BEGIN PAGE EXTRACT
Mesh mum: ‘She loved to dance’
Surgical mesh injury claims double – but ACC continues to reject them. Cate Broughton reports.
A mother-of-two feels robbed of her health and happiness after a ‘‘simple’’ procedure to fix stress incontinence has left her with permanent pelvic and hip pain.
Alison Lee is one of a growing number of Kiwis who are suffering from severe complications associated with the use of surgical mesh to treat stress incontinence, pelvic organ prolapse and hernias.
‘‘I haven’t been able to work since. I have chronic pain and fatigue.
‘‘I’ve also got a hip injury and haven’t been able to walk properly since the surgery, yeah, I’m pretty much screwed,’’ said Lee.
The devices are part of a global medical scandal and last month became the subject of an Australian senate inquiry led by Kiwi Derryn Hinch.
Lee said she tried a year of physiotherapy before a surgeon recommended the procedure.
Immediately after the surgery to implant the mesh she felt terrible pain in her pelvic area which also radiated down her right leg and she could not empty her bladder properly.
A second surgery improved the bladder function but the pelvic and hip pain continued and a year later she underwent another more invasive surgery to remove the mesh.
Only two thirds could be removed with the remainder fused to her pubic bone.
She was then told nothing more could be done and her incontinence is worse. She wants to see the issue taken seriously and that victims are better supported.
‘‘We haven’t asked for this to happen to us, we’ve gone in trusting the surgeons and yet we’re having to pay for it in so many different ways.’’
ACC turned down Lee’s injuries.
ACC spokeswoman Stephanie Melville said payments for cover of an injury resulting from the first surgery were suspended when Lee’s consulting specialist advised it had been ‘‘resolved’’ after the chronic claims for second surgery.
Cover for urinary dysfunction, neuralgia, examination under anaesthesia and steroid injection, to treat hip pain, was declined because ‘‘they are non injury related conditions’’.
Lee’s husband Jeff Lee said the mesh surgery had destroyed their lives.
‘‘I can’t go out with my wife, she loves to dance, we can’t even dance, we can’t ride a bike together, we can’t go for a walk, we love to keep fit and active, we do family walks together - we can’t do that anymore.
‘‘We’re in the prime of and we’re just existing.’’
Auckland women Charlotte Korte and Carmel Berry have formed a support group for people with mesh complications.
According to ACC figures they have obtained, treatment injury claims have doubled in the past three years.
Between January 2014 and March 2017, ACC decided on 301 claims. This compared to 385 decided claims over an eight-year period from July 2005 to December 2013, an average of 46 per year.
ACC declined to release the number of mesh related claims that were under review but a spokeswoman said updated figures on all treatment injury claims would be released ‘‘shortly’’.
Last year the Health Select Committee decided not to conduct a national inquiry into the products but made recommendations to improve monitoring and education on ‘‘best practice’’ use.
END PAGE EXTRACT
BEGIN DATA SHOWN
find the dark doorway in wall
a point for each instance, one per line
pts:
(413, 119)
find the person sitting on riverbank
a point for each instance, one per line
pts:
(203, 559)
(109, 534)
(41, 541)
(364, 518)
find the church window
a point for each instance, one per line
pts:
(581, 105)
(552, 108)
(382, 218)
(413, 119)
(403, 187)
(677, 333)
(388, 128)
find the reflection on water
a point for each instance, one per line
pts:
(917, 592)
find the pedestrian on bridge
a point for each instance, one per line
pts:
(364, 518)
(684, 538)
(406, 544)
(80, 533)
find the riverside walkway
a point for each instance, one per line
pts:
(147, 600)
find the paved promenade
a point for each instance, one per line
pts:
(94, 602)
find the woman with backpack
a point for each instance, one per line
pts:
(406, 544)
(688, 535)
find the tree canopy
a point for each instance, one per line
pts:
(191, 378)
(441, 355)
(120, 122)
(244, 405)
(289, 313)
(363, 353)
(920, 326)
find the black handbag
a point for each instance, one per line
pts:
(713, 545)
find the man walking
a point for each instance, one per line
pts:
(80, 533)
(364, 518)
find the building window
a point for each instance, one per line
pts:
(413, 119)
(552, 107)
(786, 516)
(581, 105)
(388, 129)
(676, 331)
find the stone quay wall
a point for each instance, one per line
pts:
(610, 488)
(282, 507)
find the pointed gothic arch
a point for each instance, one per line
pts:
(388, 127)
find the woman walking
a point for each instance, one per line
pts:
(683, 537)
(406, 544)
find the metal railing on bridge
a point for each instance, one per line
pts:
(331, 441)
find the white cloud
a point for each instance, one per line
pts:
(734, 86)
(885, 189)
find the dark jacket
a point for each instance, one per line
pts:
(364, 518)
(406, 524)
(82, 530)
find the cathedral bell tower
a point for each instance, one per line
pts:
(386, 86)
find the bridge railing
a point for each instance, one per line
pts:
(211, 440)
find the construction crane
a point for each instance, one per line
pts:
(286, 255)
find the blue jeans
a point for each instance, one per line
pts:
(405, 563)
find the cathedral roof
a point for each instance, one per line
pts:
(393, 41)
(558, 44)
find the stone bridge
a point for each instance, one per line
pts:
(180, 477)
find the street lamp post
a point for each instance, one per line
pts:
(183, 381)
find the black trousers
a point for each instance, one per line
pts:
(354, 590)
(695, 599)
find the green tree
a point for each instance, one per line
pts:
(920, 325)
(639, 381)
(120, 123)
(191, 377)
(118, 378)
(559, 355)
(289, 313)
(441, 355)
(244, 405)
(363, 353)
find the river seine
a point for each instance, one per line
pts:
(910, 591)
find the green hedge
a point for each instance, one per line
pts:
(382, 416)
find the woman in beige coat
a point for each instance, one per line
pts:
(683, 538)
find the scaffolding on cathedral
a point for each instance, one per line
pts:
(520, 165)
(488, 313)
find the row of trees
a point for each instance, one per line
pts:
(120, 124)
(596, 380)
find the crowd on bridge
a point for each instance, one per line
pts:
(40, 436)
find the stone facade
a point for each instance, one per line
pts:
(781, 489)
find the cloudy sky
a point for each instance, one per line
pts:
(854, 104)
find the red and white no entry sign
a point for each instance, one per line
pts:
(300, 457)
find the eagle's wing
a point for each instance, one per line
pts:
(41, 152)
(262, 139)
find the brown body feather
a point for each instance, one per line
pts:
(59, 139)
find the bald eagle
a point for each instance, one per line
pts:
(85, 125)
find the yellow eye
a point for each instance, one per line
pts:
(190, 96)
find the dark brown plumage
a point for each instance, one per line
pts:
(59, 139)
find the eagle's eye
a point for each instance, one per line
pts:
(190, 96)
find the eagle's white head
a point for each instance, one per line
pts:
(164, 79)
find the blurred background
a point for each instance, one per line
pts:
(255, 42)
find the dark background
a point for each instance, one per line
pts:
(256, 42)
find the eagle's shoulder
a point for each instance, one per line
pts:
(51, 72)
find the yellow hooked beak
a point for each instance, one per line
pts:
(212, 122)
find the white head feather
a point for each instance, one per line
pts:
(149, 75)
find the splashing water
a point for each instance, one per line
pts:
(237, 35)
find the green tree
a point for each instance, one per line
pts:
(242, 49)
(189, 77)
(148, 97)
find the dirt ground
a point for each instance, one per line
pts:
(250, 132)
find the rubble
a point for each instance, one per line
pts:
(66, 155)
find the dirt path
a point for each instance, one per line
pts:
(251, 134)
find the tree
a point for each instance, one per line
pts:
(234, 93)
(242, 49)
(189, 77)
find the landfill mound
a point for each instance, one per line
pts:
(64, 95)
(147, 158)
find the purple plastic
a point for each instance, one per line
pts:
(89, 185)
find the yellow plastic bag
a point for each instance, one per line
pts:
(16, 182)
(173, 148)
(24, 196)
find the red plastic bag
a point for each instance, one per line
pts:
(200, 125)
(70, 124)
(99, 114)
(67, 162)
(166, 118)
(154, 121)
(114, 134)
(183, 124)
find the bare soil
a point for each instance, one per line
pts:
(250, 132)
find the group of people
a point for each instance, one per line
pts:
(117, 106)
END DATA SHOWN
• PROBLEM DETAILS: Who are all the people named in the mesh injury article?

• SOLUTION TO THE EXERCISE: Cate Broughton, Alison Lee, Derryn Hinch, Stephanie Melville, Jeff Lee, Charlotte Korte, Carmel Berry